::: QUOTED PASSAGE :::

Tuesday, June 11, 2013
[Note - this post was updated on 6/13 to reflect the Task Force's June 11, 2013 "Phase 1 Final Report"]. A task force created by the California Bar to examine possible reforms to admission requirements has filed its "final" report recommending that a mandatory "pre-admission skills program" be adopted by the California Supreme Court. If adopted, it would require law schools to provide 15 units of course work in practical skills training spread over three years (as an alternative, candidates for admission to the California Bar would have to participate in an approved externship or comparable program). Obviously, this is big news for both California law schools as well as everyone else in legal ed. since as goes California, so goes the nation (at least sometimes).

:::

→ EXERCISE INSTRUCTIONS
A) Condense the paragraph of the post on the California Bar task force that begins "[Note - this post was updated" into a short bulleted list that keeps its main facts.
B) According to the post on the California Bar task force, how many units of practical skills course work would law schools have to provide, and over what period?
C) Write a continuation of the post on the California Bar task force, starting after its final sentence.
The data isn't needed for any of this work.

::: DATA SECTION :::

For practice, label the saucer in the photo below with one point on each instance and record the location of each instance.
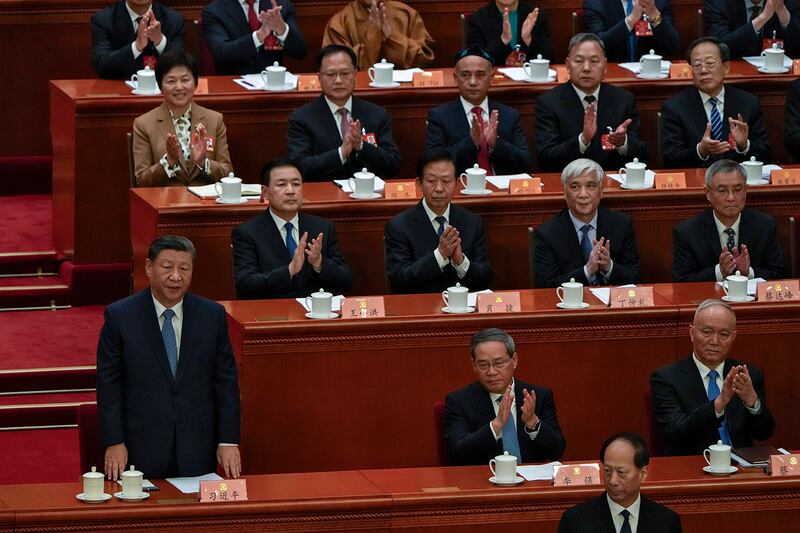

:::

→ TASK-BY-TASK OUTPUTS
A)
- The post was updated on 6/13 to reflect the Task Force's June 11, 2013 "Phase 1 Final Report."
- A task force created by the California Bar to examine admission reforms filed a "final" report.
- It recommends that the California Supreme Court adopt a mandatory "pre-admission skills program."
- Law schools would have to provide 15 units of practical skills training spread over three years.
- Alternatively, candidates could take part in an approved externship or comparable program.
- This is big news for California law schools and the rest of legal education, since as goes California, so goes the nation (at least sometimes).

B) Law schools would have to provide 15 units, spread over three years.

C)
• Pre-admission: A competency skills training requirement fulfilled prior to admission to practice. There would be two routes for fulfillment of this pre-admission competency skills training requirement: (a) at any time in law school, a candidate for admission must have taken at least 15 units of course work that is designed to develop law practice competencies, and (b) in lieu of some or all of the 15 units of course work, a candidate for admission may opt to participate in a Bar-approved externship, clerkship or apprenticeship at any time during or following completion of law school;
• Pre-admission or post-admission: An additional competency skills training requirement, fulfilled either at the pre-or post-admission stage, where 50 hours of legal services is specifically devoted to pro bono or modest means clients. Credit towards those hours would be available for “in-the-field” experience under the supervision and guidance of a licensed practitioner or a judicial officer; and,
• Post-admission: 10 additional hours of Mandatory Continuing Legal Education (“MCLE”) courses for new lawyers, over and above the required MCLE hours for all active members of the Bar, specifically focused on law practice competency skills training. Alternatively, credit towards these hours would be available for participation in mentoring programs.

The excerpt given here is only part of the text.